Start of Dataset extract
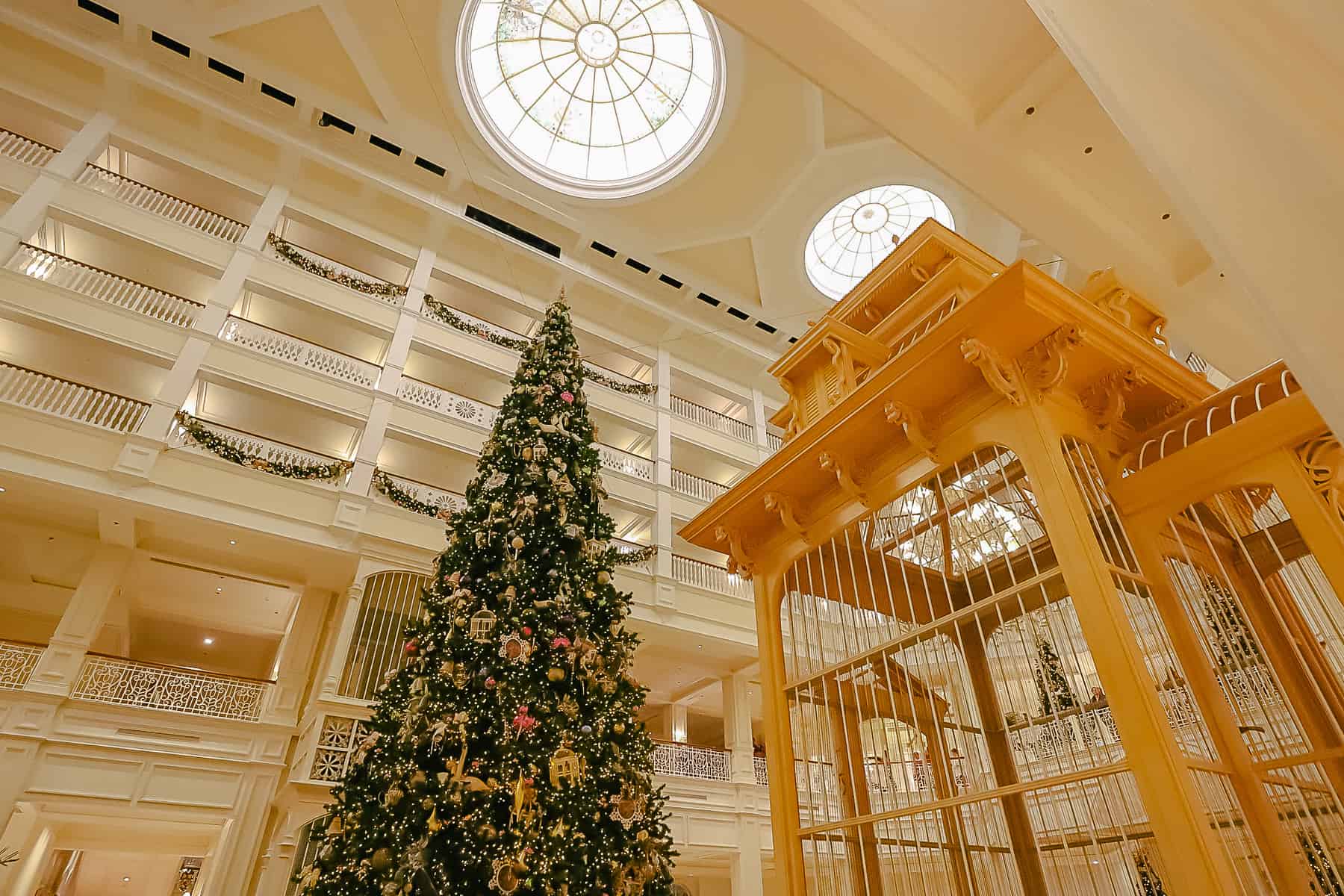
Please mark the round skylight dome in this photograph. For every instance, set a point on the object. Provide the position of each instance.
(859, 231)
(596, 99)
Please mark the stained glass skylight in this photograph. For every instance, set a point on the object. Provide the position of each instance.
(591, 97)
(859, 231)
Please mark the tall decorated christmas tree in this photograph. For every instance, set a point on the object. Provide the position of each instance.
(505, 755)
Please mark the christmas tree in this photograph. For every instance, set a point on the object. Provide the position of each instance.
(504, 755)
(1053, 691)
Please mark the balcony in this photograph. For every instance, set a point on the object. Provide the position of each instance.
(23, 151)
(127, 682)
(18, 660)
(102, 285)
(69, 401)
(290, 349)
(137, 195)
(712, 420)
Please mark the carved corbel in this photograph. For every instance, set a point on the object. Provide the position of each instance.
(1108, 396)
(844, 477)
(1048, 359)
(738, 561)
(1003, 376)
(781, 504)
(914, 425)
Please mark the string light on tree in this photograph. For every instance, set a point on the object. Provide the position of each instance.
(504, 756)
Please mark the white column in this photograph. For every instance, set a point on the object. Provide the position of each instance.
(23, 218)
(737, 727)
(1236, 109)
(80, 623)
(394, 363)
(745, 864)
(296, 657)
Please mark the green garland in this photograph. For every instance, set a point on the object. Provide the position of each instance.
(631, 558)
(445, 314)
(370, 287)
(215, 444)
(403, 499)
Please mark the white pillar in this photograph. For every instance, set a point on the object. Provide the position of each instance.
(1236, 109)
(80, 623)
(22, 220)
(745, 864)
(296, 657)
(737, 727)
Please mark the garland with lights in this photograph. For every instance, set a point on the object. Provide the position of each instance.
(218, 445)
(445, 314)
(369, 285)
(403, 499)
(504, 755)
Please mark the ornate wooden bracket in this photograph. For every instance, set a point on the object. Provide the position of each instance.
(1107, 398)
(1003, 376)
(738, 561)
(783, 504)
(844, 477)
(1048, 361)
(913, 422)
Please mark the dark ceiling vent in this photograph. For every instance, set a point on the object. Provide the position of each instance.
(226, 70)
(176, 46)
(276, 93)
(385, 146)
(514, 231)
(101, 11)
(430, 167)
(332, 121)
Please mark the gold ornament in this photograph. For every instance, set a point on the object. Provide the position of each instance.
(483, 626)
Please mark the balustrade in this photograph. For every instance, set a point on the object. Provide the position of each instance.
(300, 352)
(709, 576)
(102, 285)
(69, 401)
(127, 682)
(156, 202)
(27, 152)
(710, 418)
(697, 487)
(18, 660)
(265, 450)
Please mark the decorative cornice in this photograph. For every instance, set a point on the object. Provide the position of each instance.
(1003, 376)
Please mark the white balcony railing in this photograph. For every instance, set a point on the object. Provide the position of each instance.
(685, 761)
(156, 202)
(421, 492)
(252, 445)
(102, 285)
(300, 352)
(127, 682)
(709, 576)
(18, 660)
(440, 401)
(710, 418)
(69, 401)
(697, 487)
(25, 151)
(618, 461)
End of Dataset extract
What you should do:
Omit the pictures, then quote the rest of the material above exactly.

Result of this task:
Please mark the round skylight dome in this photograph. For every instance, set a point on the object. Provide the position of each instance.
(859, 231)
(596, 99)
Please mark the stained glass skylight in this photograph. For every instance, set a point on the object. Provide the position of each instance.
(591, 97)
(859, 231)
Please mark the tall decorated christmas tree in this photograph. For every instance, set a point on the object. Provide the position of each instance.
(505, 755)
Please mark the christmas tree in this photograph. For every instance, set a point on the object. Provide the position of each instance.
(504, 755)
(1053, 691)
Please mark the balcony in this photograph. For every instance, set a point on the object. Provide the position of each instance.
(23, 151)
(127, 682)
(18, 660)
(102, 285)
(69, 401)
(290, 349)
(137, 195)
(712, 420)
Please mark the carved corbel in this photograph. For every instance, set a point on the object. Provide the position of each instance.
(1108, 396)
(844, 477)
(1048, 359)
(738, 561)
(1003, 376)
(781, 504)
(914, 425)
Please mark the string light on tree in this photograph. For every instance, set a point on the object. Provide the position of each instance.
(504, 756)
Please mark the white column in this photograph. For every instance, set a point on the object. Provide the position of each instance.
(23, 218)
(737, 727)
(1236, 109)
(80, 623)
(394, 363)
(745, 864)
(296, 657)
Please mark the green garland in this photograph. For every instance, set a point on the object. Provide the position of each instance.
(631, 558)
(445, 314)
(370, 287)
(215, 444)
(403, 499)
Please mark the white pillar in this photograph. For every instance, set a point on the object. Provide the position of each instance.
(1236, 109)
(80, 623)
(22, 220)
(745, 864)
(296, 657)
(737, 727)
Please mark the garland with lights in this photograph. For every instance, set a point on the object. Provide the position of each instance.
(218, 445)
(445, 314)
(369, 285)
(403, 499)
(504, 755)
Please mark the ornate wooden bracket in this photograph. For every instance, set a point on the object. Provide the position of each instance.
(1107, 398)
(1003, 376)
(738, 561)
(783, 504)
(844, 477)
(1048, 361)
(913, 422)
Please mark the dark ceiling vent in this photograph. For every instance, set a point on the object. Provide the position of each instance.
(226, 70)
(176, 46)
(276, 93)
(385, 146)
(514, 231)
(101, 11)
(430, 167)
(332, 121)
Please mark the gold ornament in this photograph. For every instance, set a point on the object. Provide the position of each instance.
(483, 626)
Please mark the balustrade in this photograph. For every instance, set a point on the object. Provide the position of each instance.
(300, 352)
(709, 576)
(102, 285)
(69, 401)
(127, 682)
(156, 202)
(27, 152)
(710, 418)
(697, 487)
(18, 660)
(265, 450)
Please mark the decorative cornice in this photograph. For every instance, set a point on the object. Provide the position of each instance.
(1003, 376)
Please mark the white balcony railing in this photograph. For every instance, set a point on the object. Provide the position of each instance.
(685, 761)
(156, 202)
(421, 492)
(252, 445)
(102, 285)
(300, 352)
(127, 682)
(709, 576)
(18, 660)
(440, 401)
(710, 418)
(69, 401)
(697, 487)
(25, 151)
(618, 461)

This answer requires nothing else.